> SELECTED EXTRACT:
Text & Audio API: Translation and transcription service
A content-agnostic translation and transcription service. Submit text or audio in your input language, specify a target language and an output format (text or audio), and, if the language pair is supported, receive the translated result back in that format. The API does not interpret content or assume a domain; what you do with it is up to you.
What is the Text & Audio API?
The Text and Audio API is a stateless, content-agnostic translation and transcription service. You supply input (text or audio), specify the input language, the target language, and the output format you want back (text or audio). If the language pair is supported, the API returns the translated result. The service does not interpret what you send, there is no agricultural model, no follow-up logic, and no memory between calls.

> EXTRACTED DATA:
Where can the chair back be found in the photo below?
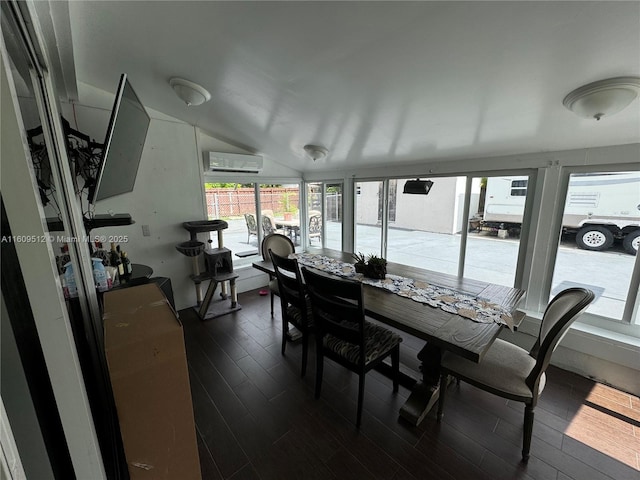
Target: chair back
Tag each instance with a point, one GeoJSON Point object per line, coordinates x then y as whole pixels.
{"type": "Point", "coordinates": [252, 225]}
{"type": "Point", "coordinates": [561, 312]}
{"type": "Point", "coordinates": [337, 306]}
{"type": "Point", "coordinates": [268, 226]}
{"type": "Point", "coordinates": [280, 244]}
{"type": "Point", "coordinates": [290, 284]}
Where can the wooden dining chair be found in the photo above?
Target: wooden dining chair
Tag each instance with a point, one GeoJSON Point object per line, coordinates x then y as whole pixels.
{"type": "Point", "coordinates": [512, 372]}
{"type": "Point", "coordinates": [343, 334]}
{"type": "Point", "coordinates": [296, 309]}
{"type": "Point", "coordinates": [283, 246]}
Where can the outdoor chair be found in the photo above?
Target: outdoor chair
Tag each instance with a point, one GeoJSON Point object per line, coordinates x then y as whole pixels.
{"type": "Point", "coordinates": [252, 225]}
{"type": "Point", "coordinates": [269, 226]}
{"type": "Point", "coordinates": [510, 371]}
{"type": "Point", "coordinates": [315, 228]}
{"type": "Point", "coordinates": [343, 334]}
{"type": "Point", "coordinates": [296, 309]}
{"type": "Point", "coordinates": [281, 245]}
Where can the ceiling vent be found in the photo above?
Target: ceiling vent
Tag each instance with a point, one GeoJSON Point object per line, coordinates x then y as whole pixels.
{"type": "Point", "coordinates": [232, 162]}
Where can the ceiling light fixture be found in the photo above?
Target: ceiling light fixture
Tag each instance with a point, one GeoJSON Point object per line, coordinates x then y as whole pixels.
{"type": "Point", "coordinates": [316, 152]}
{"type": "Point", "coordinates": [189, 92]}
{"type": "Point", "coordinates": [603, 98]}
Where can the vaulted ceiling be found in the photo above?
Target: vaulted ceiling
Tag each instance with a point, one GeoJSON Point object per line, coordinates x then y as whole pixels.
{"type": "Point", "coordinates": [377, 83]}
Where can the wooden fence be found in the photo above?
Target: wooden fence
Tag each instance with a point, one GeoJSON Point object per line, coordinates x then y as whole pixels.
{"type": "Point", "coordinates": [227, 202]}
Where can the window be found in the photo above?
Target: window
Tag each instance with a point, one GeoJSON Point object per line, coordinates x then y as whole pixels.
{"type": "Point", "coordinates": [495, 223]}
{"type": "Point", "coordinates": [368, 217]}
{"type": "Point", "coordinates": [234, 203]}
{"type": "Point", "coordinates": [600, 232]}
{"type": "Point", "coordinates": [324, 215]}
{"type": "Point", "coordinates": [519, 188]}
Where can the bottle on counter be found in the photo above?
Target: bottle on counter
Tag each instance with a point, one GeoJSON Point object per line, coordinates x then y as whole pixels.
{"type": "Point", "coordinates": [118, 259]}
{"type": "Point", "coordinates": [70, 288]}
{"type": "Point", "coordinates": [100, 276]}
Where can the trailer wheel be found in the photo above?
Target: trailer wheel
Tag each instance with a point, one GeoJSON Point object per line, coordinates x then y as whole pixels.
{"type": "Point", "coordinates": [594, 237]}
{"type": "Point", "coordinates": [631, 242]}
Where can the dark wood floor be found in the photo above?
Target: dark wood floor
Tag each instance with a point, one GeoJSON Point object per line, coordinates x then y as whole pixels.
{"type": "Point", "coordinates": [257, 419]}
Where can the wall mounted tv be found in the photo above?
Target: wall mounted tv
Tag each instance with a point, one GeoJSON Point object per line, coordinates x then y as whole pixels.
{"type": "Point", "coordinates": [123, 144]}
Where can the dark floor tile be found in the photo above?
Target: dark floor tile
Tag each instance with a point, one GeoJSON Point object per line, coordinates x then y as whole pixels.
{"type": "Point", "coordinates": [257, 419]}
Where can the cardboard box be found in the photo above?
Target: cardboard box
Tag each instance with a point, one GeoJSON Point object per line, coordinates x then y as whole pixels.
{"type": "Point", "coordinates": [145, 352]}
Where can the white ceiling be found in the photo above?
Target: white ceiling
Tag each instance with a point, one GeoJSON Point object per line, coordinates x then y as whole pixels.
{"type": "Point", "coordinates": [376, 83]}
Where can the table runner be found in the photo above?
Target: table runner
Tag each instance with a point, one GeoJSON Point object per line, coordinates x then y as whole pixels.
{"type": "Point", "coordinates": [447, 299]}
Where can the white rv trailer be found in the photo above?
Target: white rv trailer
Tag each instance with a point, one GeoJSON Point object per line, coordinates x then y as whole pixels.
{"type": "Point", "coordinates": [600, 208]}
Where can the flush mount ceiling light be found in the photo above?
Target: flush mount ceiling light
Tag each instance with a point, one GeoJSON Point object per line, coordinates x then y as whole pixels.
{"type": "Point", "coordinates": [189, 92]}
{"type": "Point", "coordinates": [603, 98]}
{"type": "Point", "coordinates": [316, 152]}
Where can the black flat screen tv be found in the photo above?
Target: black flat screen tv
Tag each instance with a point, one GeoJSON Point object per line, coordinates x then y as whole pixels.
{"type": "Point", "coordinates": [123, 144]}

> PARTS OF THE EXERCISE:
• 1. Do the following statements agree with the API page? For each, answer yes or no and quote the words of the API page that decide it.
(a) The service keeps memory between calls.
(b) The output can be returned as text or as audio.
(c) The API assumes a domain for the content it receives.
• 2. Retype the part of the API page starting at "What is the" and ending at "memory between calls.".

> RESULTS FOR EACH TASK:
• 1.
(a) No: "no memory between calls."
(b) Yes: "specify a target language and an output format (text or audio)"
(c) No: "The API does not interpret content or assume a domain"

• 2.
What is the Text & Audio API?
The Text and Audio API is a stateless, content-agnostic translation and transcription service. You supply input (text or audio), specify the input language, the target language, and the output format you want back (text or audio). If the language pair is supported, the API returns the translated result. The service does not interpret what you send, there is no agricultural model, no follow-up logic, and no memory between calls.